-------- Page extract

Originally published November 2021.
Back in the mists of my own pre-history, I was given the The Big Book of Egypt on an early birthday. It was full of drawings, diagrams and maps of excavations. Egypt fascinated me then and still does today. I learned of pharaohs, dynasties, the angles to build a perfect pyramid (42.5 degrees), the Valley of the Kings and Tutankhamun, and all about the Nile, which brought the land fertility.
I read the histories of Greek, Roman, Arab, French and British conquests and interventions. Over the decades I’ve watched all the films and every documentary. Less practically, I completed two primary-school projects involving trips to the British Museum, building a pyramid out of yellow card and sticky-backed plastic with my son (more difficult than it sounds), and getting messy with my daughter as she mummified a broken Barbie doll in papier-mâché to make a pretty fine miniature horror-movie prop.
But I never got round to going to see Egypt for myself. Even though my wife has a degree in archaeology (she now works in financial IT), we’ve never found the time, promising ourselves a cruise up the Nile. Someday, sometime… when all the other stuff is out the way.
And suddenly, the opportunity to visit opened up this autumn.
New lockdowns might leave Europe closed, but the Middle East is open and the flights are busy. My first proper business trip in two years was a long one – time spent in Dubai putting together the financing package on a new infrastructure deal, followed by a trip to Egypt working with the team behind it to refine the models. (The only travel difficulties I encountered were in the UK – trying to get a pre-flight PCR test. The first company I paid up for failed to deliver – it was a start-up founded by some likely lads coat-tailing parliamentary chums who enabled their enterprise.)
The contrast between Dubai and Egypt is extreme. Dubai is overly clean, impossibly expensive, ordered, polite and lacks any clear character of its own. Don’t get me wrong – the restaurants, roads and hotels are superb. It’s just that it all feels somewhat lacking in identity. Everyone is an immigrant and everyone has the ‘big deal’ they desperately want to sell you.
Egypt is something else completely. It’s completely in your face. From the moment you arrive to the rigmarole of securing a visa and multiple passport checks, it’s different. Very different.

----------------
-------- Data excerpts

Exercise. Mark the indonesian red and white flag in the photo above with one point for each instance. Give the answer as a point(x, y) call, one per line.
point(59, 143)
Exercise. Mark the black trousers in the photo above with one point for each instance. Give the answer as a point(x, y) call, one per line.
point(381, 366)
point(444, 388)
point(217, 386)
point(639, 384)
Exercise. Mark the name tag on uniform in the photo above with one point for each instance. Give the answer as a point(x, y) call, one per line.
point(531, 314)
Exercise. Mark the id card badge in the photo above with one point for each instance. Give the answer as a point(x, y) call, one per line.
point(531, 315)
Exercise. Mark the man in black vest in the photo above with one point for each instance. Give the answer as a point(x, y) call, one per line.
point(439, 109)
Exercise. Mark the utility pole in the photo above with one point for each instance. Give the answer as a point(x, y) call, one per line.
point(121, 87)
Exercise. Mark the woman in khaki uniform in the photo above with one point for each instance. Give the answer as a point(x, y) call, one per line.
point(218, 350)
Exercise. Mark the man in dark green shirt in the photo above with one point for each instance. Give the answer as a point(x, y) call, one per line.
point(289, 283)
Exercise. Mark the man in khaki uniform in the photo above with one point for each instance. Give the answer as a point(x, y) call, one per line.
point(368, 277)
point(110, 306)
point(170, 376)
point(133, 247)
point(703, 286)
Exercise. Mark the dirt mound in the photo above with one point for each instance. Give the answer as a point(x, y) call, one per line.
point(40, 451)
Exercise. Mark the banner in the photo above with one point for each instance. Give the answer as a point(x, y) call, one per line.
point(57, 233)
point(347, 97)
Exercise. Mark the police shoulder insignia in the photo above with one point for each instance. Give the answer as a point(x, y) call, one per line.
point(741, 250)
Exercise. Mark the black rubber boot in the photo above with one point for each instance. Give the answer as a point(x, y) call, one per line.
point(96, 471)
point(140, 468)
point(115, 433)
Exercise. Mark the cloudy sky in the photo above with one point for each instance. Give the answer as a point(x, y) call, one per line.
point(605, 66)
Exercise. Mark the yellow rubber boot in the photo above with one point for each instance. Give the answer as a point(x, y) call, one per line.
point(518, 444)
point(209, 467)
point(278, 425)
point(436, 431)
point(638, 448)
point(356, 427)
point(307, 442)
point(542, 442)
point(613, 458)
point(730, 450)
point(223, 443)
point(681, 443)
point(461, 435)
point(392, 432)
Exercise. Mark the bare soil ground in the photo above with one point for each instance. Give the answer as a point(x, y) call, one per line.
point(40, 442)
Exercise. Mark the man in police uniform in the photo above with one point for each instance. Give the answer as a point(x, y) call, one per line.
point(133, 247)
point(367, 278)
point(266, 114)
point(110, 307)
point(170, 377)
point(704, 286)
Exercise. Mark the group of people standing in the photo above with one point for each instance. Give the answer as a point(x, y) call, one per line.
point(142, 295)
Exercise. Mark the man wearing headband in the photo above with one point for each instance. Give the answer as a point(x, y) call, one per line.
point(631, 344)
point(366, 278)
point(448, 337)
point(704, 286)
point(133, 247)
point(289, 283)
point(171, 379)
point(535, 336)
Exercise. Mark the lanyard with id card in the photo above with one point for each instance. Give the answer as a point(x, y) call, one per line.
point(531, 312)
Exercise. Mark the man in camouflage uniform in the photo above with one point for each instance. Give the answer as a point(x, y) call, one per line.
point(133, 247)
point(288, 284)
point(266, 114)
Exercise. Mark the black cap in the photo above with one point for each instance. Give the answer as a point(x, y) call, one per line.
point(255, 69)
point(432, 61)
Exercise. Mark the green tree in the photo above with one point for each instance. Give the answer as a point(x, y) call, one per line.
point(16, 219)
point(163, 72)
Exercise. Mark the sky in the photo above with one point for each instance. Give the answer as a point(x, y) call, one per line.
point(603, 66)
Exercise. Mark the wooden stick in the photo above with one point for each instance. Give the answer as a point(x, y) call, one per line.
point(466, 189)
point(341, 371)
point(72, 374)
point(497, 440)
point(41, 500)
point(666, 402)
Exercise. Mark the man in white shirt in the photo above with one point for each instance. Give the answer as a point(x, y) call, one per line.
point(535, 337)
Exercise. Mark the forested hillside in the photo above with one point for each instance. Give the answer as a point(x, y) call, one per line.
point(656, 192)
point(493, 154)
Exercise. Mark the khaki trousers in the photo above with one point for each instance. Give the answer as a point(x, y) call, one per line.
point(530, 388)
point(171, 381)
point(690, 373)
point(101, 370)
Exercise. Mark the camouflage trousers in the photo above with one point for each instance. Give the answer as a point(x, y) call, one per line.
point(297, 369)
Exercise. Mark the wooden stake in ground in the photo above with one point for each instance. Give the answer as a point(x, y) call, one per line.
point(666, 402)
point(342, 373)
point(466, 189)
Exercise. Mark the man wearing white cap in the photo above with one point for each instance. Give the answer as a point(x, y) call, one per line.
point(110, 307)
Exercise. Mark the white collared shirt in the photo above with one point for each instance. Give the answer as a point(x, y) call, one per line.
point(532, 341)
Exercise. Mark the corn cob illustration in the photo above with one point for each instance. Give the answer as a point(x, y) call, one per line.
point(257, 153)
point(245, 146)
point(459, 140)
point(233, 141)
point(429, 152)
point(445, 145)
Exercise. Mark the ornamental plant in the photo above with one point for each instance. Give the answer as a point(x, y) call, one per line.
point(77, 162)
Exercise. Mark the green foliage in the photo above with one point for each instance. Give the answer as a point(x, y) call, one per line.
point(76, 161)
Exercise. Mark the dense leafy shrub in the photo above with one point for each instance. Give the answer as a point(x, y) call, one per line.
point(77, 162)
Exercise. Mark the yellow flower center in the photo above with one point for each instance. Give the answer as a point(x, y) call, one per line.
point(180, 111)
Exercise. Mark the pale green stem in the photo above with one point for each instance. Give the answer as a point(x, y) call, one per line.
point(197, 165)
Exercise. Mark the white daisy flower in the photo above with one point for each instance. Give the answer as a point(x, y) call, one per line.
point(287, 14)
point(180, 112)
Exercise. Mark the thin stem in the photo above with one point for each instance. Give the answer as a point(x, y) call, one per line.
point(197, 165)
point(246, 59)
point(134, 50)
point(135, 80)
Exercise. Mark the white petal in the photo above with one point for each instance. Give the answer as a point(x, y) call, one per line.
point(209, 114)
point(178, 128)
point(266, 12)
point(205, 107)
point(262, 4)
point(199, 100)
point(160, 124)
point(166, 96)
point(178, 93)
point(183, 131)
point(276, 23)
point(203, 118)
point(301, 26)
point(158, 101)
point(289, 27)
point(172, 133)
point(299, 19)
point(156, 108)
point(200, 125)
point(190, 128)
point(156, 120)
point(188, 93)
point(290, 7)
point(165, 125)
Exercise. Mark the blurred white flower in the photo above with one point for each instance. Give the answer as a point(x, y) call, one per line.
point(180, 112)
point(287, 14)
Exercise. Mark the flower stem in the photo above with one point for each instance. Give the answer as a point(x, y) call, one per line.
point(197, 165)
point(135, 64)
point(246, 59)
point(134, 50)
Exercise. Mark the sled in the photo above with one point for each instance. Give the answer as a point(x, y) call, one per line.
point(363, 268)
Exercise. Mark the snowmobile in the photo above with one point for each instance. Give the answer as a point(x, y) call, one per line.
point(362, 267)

----------------

Exercises
(a) Summarize the essay on visiting Egypt in two sentences.
(b) Copy out the essay on visiting Egypt from "But I never" up to and including "out the way.".

Answer list
(a) Egypt had fascinated the writer since childhood through books, films, documentaries and school projects, but the writer never visited until this autumn, when a long business trip went first to Dubai and then to Egypt. Dubai felt clean, expensive and ordered but lacking in identity, while Egypt was completely different and in your face from the moment of arrival.

(b)
But I never got round to going to see Egypt for myself. Even though my wife has a degree in archaeology (she now works in financial IT), we’ve never found the time, promising ourselves a cruise up the Nile. Someday, sometime… when all the other stuff is out the way.